- [RECORDS SUPPLIED]:
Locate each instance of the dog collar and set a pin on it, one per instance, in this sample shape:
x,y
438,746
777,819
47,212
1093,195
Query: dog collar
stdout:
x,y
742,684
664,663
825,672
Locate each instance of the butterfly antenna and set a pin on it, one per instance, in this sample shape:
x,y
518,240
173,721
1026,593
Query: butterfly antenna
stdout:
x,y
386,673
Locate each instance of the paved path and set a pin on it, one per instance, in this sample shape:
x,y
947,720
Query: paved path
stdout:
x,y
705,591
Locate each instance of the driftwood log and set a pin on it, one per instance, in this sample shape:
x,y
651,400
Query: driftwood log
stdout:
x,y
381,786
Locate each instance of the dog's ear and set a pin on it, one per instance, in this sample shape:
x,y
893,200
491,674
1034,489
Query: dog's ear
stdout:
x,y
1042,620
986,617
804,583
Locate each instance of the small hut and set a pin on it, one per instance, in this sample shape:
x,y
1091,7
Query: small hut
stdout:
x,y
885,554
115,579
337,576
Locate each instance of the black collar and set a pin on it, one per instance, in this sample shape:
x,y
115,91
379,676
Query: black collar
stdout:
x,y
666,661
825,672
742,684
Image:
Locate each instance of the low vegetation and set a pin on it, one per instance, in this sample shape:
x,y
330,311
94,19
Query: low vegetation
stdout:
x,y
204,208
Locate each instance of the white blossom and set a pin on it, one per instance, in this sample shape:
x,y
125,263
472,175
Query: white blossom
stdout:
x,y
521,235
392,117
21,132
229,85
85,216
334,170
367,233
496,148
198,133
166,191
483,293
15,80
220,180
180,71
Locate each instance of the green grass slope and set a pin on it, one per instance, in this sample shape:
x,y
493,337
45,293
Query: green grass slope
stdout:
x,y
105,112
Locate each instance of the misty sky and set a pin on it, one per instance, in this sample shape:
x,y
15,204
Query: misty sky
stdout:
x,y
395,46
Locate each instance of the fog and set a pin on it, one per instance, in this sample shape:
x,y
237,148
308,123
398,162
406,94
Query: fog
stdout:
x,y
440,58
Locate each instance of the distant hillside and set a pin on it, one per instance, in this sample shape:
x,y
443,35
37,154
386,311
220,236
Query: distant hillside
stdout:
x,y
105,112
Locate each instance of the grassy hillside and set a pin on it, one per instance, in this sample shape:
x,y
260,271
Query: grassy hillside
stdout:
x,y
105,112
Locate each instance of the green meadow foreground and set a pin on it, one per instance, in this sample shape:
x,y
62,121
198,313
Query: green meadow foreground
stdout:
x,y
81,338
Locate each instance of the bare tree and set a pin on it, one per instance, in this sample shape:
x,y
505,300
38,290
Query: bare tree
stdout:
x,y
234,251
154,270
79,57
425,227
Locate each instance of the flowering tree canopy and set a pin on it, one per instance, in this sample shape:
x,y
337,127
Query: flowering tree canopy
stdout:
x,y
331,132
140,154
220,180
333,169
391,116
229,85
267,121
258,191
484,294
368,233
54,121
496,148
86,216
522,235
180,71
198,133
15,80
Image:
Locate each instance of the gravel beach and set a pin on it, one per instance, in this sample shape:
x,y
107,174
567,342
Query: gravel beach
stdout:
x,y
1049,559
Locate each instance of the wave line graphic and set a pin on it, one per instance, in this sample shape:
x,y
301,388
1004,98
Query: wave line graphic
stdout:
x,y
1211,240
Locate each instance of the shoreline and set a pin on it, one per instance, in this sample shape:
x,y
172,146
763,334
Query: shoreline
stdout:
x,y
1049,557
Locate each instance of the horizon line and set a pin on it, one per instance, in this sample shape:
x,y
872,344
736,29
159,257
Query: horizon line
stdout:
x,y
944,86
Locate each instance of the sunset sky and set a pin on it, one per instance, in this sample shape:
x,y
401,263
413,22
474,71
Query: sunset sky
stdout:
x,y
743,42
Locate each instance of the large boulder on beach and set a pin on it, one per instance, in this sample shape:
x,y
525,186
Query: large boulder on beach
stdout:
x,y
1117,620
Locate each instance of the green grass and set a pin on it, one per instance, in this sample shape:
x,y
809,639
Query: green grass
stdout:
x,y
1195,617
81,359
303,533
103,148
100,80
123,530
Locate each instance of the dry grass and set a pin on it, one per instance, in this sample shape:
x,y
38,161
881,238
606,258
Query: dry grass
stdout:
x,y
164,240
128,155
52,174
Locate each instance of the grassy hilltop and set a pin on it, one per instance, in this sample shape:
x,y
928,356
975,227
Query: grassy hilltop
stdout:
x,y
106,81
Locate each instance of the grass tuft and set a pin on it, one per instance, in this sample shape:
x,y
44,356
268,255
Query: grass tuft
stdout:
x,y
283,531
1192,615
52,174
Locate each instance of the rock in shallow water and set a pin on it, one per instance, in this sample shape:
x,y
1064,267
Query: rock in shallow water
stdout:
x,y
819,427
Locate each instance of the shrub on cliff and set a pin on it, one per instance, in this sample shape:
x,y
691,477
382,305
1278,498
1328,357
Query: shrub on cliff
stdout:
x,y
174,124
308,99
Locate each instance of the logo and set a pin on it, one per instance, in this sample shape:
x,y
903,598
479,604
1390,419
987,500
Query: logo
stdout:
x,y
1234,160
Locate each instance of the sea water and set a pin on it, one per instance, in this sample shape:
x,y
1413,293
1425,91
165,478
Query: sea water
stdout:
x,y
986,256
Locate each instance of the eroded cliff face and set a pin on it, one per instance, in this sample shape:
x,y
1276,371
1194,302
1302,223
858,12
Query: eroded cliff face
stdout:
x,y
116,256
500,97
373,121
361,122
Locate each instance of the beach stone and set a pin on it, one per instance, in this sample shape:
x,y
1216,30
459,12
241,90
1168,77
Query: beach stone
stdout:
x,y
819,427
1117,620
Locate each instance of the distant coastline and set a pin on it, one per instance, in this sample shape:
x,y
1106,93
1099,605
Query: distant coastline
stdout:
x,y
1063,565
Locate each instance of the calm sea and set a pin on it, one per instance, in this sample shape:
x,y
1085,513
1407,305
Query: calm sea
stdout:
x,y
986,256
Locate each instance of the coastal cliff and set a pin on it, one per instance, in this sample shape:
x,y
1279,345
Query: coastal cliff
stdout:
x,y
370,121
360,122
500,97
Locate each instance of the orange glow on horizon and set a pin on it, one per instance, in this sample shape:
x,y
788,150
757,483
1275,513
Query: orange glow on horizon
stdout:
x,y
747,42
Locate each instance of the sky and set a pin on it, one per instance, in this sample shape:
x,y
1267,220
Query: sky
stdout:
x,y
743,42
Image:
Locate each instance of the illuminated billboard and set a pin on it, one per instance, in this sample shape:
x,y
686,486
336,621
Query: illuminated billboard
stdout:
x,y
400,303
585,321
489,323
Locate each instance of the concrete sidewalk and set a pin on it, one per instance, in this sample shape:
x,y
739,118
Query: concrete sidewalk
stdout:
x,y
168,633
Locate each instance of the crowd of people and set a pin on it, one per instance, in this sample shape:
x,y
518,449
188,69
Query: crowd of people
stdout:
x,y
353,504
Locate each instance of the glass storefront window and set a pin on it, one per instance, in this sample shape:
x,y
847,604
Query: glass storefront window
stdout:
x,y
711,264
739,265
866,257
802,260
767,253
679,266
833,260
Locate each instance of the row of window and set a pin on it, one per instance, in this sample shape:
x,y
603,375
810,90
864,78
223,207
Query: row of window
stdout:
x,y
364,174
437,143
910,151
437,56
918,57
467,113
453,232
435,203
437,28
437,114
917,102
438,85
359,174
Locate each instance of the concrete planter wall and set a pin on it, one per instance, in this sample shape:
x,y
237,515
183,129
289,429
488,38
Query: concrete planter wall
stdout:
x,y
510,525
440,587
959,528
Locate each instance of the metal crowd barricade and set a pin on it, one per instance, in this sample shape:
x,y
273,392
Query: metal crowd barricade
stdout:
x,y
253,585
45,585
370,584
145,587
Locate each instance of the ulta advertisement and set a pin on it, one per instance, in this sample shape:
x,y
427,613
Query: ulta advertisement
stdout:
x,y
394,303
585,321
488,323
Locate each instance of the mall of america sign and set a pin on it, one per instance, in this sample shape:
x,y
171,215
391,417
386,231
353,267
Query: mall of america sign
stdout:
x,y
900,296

- [AIM OF THE EXERCISE]:
Using the listing above, return all lines where the word "collar" occurs.

- [EXERCISE OUTPUT]:
Locate each instance of the dog collar and set a pin on it, one per instance, in this sample shape:
Query: dog collar
Locate each instance of the black collar and set a pin on it, one per instance, in this sample shape:
Query: black collar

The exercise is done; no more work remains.